[Rows from a dataset]
====================

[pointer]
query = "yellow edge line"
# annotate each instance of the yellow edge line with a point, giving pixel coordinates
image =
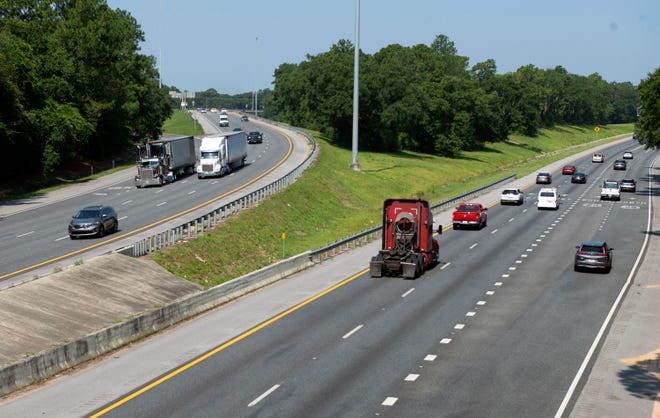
(58, 258)
(225, 345)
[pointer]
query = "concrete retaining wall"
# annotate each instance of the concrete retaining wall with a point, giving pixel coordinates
(50, 362)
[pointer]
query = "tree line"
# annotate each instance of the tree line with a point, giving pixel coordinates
(73, 84)
(427, 98)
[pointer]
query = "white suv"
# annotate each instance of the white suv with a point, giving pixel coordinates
(548, 198)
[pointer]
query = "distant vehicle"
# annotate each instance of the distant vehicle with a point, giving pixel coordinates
(163, 160)
(548, 198)
(512, 195)
(610, 190)
(93, 220)
(255, 137)
(578, 177)
(408, 247)
(470, 214)
(221, 153)
(619, 165)
(543, 178)
(593, 255)
(628, 185)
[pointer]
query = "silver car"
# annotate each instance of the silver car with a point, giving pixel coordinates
(594, 255)
(93, 220)
(512, 195)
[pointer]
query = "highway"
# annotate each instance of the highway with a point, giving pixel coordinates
(39, 236)
(498, 328)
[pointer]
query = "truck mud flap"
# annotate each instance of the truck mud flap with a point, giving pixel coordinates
(376, 268)
(409, 270)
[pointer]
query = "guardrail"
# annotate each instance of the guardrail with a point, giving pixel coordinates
(368, 235)
(199, 225)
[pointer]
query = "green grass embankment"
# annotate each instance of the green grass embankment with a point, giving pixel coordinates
(331, 201)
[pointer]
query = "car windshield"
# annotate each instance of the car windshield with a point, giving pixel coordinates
(592, 249)
(468, 208)
(88, 213)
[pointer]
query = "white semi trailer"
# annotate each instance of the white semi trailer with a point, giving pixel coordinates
(221, 153)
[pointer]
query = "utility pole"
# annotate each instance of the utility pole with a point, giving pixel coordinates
(356, 73)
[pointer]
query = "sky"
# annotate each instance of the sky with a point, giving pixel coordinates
(235, 46)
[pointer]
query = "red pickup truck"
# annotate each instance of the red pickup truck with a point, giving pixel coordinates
(470, 214)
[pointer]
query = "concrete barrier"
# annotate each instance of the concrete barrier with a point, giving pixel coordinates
(50, 362)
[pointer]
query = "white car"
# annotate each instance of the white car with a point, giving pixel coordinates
(548, 198)
(610, 190)
(512, 195)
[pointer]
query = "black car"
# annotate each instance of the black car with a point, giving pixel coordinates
(619, 165)
(593, 255)
(628, 185)
(93, 220)
(543, 178)
(255, 137)
(578, 177)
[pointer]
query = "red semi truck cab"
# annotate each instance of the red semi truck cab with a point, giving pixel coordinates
(408, 246)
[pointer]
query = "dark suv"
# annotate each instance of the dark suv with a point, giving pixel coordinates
(255, 137)
(93, 220)
(593, 255)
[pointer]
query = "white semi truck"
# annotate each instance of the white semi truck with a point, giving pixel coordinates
(162, 161)
(221, 153)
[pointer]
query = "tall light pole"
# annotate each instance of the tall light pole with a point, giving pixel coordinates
(356, 72)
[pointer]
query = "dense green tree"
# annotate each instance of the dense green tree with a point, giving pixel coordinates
(648, 126)
(73, 82)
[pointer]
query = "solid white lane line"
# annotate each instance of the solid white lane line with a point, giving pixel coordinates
(263, 395)
(353, 331)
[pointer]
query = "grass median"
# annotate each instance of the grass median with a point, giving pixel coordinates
(330, 201)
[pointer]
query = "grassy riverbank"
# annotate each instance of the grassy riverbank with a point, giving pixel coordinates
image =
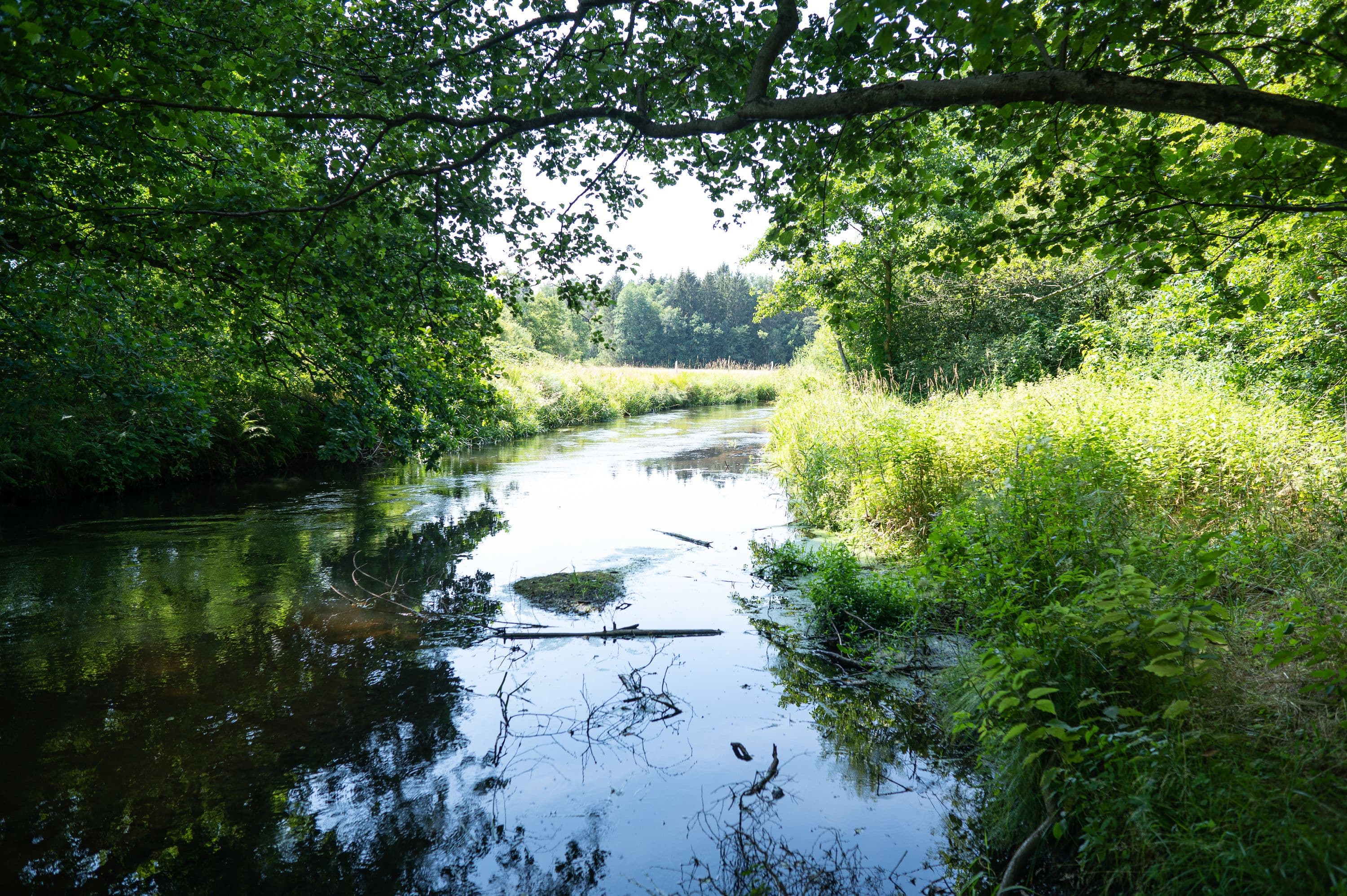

====================

- _Task goal_
Pull out every line in the rows that holds the word "trailer", matching case exactly.

- _The result_
query = "white semi trailer"
# annotate each instance of the white semi trailer with a point, giving pixel coordinates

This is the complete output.